[Exercise passage]:
• • • •
Catalyzed Polymer

The finish system generically known as catalyzed polymer (there are several types) bears mention.  This material is a clear plastic that starts as sprayed liquid and hardens because of an added substance, called a catalyst, which reacts chemically with with the resin.  Catalyzed polymer is virtually the only type of finish used in guitar factories any more because it is so labor efficient.

This finish is also very toxic and requires special equipment and rigorous physical protection for applicators, including remote-air-supply breathing masks.  Because of its extreme hardness, it is essentially impervious to abrasive polishes and therefore cannot be processed effectively after application.   The worst deficiency of a catalyzed polymer finish, however, is that it is comparatively thick and must be so in order to end up level and glossy.  Almost nobody thinks this is a good idea acoustically.

One thought on “Catalyzed Polymer”

  1. Catalyzed polymer finishes are sometimes applied and offer thin finishes; French finishes encourage damage to the guitar surface. I personally prefer the polymer for a classical guitar. My 00-17 Martin, ca. 1960s, has a finish that is so soft it is too delicate and dents easily. Sound isn’t always compromised especially when the guitar body and table help and the small Martin was not big on sound but very popular as opposed to the larger 0028C model, not really much of a true classical guitar. My student Ramirez was not much to talk about. Anyway, this is just to say that some of us like the protection that polymer offers. I don’t think the sound of my French classical is compromised by the polymer finish enough to wish it were a French finish.
• • • •
[Data shown]:

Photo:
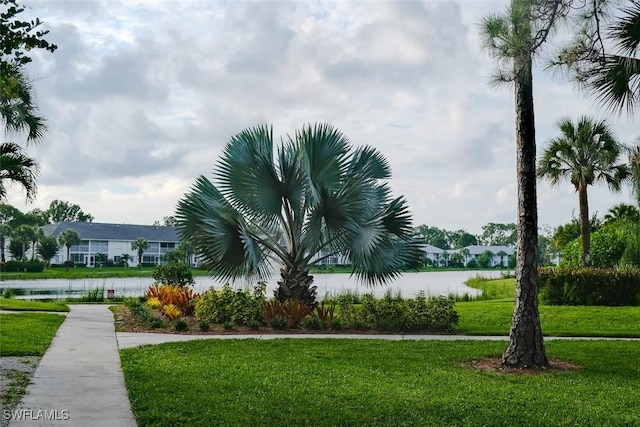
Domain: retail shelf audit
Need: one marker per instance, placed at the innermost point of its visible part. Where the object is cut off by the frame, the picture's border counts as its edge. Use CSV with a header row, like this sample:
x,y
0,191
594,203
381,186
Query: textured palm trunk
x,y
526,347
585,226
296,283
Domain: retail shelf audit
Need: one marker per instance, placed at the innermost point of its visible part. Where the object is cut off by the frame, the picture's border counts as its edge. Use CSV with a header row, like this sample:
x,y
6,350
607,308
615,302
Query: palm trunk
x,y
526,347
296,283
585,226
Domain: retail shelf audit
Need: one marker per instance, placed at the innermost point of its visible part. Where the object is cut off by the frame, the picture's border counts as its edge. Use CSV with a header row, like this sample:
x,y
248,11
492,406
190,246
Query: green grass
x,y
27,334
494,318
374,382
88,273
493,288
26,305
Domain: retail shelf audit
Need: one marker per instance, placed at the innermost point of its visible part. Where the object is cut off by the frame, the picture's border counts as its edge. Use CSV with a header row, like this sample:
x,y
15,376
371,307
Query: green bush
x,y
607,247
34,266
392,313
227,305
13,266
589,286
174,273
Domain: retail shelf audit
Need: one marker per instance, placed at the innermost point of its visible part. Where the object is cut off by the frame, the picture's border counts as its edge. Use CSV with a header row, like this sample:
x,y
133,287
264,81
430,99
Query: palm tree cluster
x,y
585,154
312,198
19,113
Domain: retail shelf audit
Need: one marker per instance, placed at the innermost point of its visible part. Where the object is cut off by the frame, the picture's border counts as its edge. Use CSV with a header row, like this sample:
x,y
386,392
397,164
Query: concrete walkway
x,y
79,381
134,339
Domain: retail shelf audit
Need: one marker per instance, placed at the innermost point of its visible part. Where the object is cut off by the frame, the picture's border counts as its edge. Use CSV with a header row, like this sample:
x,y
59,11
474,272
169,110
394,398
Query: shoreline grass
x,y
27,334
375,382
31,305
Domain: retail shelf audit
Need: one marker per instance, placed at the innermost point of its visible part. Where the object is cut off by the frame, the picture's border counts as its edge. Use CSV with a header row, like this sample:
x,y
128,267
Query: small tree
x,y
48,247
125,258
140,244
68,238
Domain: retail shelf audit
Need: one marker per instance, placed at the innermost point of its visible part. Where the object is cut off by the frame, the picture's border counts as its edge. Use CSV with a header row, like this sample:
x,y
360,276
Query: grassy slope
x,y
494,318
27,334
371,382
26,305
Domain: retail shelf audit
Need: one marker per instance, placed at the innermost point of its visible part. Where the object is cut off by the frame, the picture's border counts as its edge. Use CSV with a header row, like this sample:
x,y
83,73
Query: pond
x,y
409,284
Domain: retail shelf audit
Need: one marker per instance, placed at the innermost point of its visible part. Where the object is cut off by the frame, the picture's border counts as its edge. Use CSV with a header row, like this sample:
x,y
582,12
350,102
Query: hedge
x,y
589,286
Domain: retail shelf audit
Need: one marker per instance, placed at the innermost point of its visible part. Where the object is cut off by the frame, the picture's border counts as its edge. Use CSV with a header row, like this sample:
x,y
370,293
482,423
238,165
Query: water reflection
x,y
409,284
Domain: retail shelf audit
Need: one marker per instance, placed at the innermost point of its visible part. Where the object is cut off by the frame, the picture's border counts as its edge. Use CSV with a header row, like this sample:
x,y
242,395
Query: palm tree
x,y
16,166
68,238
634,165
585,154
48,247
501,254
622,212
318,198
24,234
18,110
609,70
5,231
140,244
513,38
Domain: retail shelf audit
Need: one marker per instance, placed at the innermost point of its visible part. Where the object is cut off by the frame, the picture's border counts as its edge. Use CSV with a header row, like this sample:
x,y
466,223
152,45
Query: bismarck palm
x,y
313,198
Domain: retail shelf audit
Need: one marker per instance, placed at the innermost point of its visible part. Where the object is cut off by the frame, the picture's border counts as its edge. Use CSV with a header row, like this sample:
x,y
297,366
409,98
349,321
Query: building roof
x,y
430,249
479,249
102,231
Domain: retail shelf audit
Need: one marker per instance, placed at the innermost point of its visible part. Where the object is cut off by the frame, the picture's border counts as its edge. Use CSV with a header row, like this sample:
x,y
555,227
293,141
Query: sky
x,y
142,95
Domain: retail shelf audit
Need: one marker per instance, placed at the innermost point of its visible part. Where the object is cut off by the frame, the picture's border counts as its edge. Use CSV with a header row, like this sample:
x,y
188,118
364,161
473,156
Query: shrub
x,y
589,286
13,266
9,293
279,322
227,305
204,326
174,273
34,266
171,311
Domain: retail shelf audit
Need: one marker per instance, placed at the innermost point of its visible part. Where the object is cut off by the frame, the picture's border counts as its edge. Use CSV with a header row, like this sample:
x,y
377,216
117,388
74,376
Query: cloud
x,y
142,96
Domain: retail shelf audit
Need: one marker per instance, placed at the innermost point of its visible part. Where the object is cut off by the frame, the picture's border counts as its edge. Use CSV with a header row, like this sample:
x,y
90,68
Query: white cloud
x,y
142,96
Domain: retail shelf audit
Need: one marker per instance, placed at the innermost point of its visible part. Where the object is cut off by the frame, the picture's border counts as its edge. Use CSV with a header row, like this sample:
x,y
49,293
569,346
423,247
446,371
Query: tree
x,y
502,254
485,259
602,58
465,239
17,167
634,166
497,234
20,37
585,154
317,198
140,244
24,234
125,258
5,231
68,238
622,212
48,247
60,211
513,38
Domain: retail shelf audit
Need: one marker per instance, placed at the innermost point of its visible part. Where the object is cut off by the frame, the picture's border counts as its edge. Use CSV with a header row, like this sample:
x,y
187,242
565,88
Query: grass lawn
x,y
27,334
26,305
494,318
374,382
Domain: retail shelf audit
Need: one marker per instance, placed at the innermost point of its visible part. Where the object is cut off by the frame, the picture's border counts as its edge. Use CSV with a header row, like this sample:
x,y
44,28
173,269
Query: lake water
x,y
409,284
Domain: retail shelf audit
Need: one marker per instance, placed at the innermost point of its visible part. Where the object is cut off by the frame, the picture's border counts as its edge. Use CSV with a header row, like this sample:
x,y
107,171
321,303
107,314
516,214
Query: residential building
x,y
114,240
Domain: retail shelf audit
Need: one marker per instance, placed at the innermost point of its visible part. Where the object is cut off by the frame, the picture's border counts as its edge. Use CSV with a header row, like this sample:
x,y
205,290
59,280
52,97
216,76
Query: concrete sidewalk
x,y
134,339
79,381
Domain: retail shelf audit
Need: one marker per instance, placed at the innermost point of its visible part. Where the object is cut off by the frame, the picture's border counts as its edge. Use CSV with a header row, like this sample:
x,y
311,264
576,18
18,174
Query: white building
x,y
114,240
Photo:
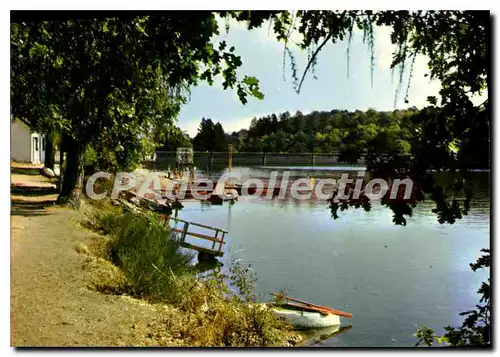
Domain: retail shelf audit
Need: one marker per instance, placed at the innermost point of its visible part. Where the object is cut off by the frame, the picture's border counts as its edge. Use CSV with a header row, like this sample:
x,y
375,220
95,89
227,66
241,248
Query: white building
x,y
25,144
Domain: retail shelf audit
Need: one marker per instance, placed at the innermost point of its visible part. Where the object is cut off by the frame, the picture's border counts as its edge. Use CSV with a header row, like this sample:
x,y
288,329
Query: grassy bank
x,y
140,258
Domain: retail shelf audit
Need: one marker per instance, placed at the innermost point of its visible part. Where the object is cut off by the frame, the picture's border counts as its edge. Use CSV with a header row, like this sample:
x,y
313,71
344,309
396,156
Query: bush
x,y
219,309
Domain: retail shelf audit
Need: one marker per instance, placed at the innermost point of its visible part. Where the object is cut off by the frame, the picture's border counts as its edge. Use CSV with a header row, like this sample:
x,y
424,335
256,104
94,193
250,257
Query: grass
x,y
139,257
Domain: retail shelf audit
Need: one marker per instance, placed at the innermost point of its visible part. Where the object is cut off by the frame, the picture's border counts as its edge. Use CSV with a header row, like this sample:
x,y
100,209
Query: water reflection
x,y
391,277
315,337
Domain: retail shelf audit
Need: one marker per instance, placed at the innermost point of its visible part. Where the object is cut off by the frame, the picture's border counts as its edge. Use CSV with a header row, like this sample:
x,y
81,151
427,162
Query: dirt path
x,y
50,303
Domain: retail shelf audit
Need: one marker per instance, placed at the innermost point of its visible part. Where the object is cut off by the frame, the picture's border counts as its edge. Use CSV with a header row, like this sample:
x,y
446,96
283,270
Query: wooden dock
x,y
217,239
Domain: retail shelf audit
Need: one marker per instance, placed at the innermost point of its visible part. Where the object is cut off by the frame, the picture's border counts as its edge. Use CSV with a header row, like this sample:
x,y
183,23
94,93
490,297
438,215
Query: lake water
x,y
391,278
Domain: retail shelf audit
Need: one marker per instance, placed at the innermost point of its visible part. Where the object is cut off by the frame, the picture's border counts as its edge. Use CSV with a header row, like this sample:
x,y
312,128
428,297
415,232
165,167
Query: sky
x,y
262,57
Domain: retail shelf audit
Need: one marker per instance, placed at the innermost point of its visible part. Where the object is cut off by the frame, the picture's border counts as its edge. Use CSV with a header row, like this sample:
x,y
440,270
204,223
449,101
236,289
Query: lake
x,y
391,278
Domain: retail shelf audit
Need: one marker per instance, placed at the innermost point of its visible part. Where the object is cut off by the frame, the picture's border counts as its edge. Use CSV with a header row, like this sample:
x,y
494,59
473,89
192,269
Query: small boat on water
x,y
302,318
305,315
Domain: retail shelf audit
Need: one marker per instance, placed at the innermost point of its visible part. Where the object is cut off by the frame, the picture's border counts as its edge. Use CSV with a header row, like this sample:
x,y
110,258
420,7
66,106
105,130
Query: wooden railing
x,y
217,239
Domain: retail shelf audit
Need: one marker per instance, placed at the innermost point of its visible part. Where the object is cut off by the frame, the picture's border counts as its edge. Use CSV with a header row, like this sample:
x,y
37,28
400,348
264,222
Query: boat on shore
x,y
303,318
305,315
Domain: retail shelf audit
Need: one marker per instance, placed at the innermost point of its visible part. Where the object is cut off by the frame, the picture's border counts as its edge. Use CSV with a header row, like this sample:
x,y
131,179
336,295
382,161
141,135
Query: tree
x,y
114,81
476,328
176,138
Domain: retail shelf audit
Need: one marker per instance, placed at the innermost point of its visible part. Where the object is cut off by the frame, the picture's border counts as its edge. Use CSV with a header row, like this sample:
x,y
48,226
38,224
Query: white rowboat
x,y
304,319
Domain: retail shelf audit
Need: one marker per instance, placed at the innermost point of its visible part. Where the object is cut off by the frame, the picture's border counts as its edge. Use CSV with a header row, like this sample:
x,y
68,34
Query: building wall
• • • •
[Exercise]: Write out the part of the catalyzed polymer text that begins with "One thought on" and ends with "a French finish.", but substitute "Taylor" for "Martin". The lines are separate material and have nothing to do with the catalyzed polymer text.

[Response box]:
One thought on “Catalyzed Polymer”

  1. Catalyzed polymer finishes are sometimes applied and offer thin finishes; French finishes encourage damage to the guitar surface. I personally prefer the polymer for a classical guitar. My 00-17 Taylor, ca. 1960s, has a finish that is so soft it is too delicate and dents easily. Sound isn’t always compromised especially when the guitar body and table help and the small Taylor was not big on sound but very popular as opposed to the larger 0028C model, not really much of a true classical guitar. My student Ramirez was not much to talk about. Anyway, this is just to say that some of us like the protection that polymer offers. I don’t think the sound of my French classical is compromised by the polymer finish enough to wish it were a French finish.